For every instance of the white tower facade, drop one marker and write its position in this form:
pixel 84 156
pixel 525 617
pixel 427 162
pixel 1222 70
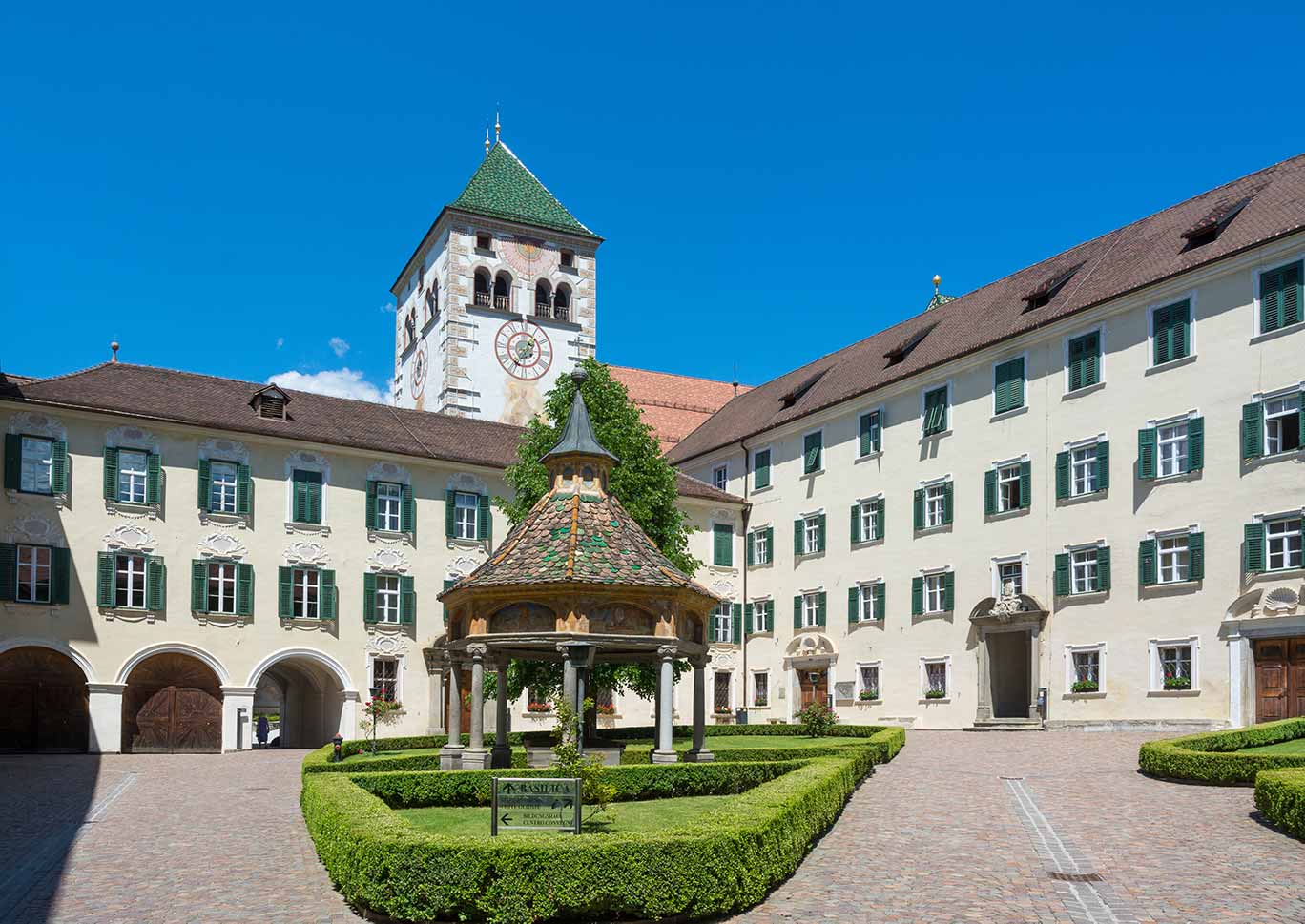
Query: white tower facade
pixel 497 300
______
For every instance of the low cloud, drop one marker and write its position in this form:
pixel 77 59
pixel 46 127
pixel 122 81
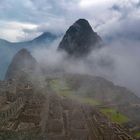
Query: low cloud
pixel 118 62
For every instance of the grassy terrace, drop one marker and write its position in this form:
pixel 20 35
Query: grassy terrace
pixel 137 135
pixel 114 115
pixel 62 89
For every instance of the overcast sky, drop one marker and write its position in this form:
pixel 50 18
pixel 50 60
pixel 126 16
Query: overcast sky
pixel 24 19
______
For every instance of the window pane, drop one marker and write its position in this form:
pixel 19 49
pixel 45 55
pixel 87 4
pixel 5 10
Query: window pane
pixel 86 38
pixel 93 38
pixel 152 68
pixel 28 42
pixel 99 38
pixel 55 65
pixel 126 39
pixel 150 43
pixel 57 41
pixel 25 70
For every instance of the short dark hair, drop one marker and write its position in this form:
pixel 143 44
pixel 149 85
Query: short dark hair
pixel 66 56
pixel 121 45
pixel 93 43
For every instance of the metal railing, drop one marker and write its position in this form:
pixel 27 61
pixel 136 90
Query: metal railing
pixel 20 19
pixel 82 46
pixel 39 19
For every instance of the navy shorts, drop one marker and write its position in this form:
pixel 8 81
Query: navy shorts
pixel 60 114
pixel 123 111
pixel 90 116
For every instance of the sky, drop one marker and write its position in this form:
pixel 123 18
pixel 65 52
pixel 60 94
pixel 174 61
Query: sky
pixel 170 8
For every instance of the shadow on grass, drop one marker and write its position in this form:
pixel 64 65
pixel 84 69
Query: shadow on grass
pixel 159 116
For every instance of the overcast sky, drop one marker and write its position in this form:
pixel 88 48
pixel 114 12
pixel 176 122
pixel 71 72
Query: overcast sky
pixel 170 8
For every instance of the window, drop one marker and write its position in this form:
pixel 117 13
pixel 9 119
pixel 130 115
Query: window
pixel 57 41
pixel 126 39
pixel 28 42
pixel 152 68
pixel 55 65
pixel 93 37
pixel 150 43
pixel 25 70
______
◆ Exercise prompt: Copy out each line of the entries above that contains the string "drop". Matching is case-sensitive.

◆ Final result:
For every instance of the white tower facade, drop one marker and write its position in this form:
For every instance of the low cloud, drop one marker and write its position in this form:
For every instance of the grassy terrace, drop one marker and write its position in this form:
For every instance of the overcast sky, drop one marker and write its position in this form:
For every instance of the window pane, drop one marker and write its position in this form:
For every instance of the short dark hair, drop one marker and write its position in this form:
For every instance of the metal railing, drop one marker and write its position in this form:
For every instance of the navy shorts, drop one marker and write its position in this form:
For every instance of the sky, drop one marker and write its position in this form:
For every instance of the shadow on grass, drop one marker and write its position in this form:
For every instance of the overcast sky, drop one marker and write its position in this form:
For every instance of the window, drop one marker and write its position in this form:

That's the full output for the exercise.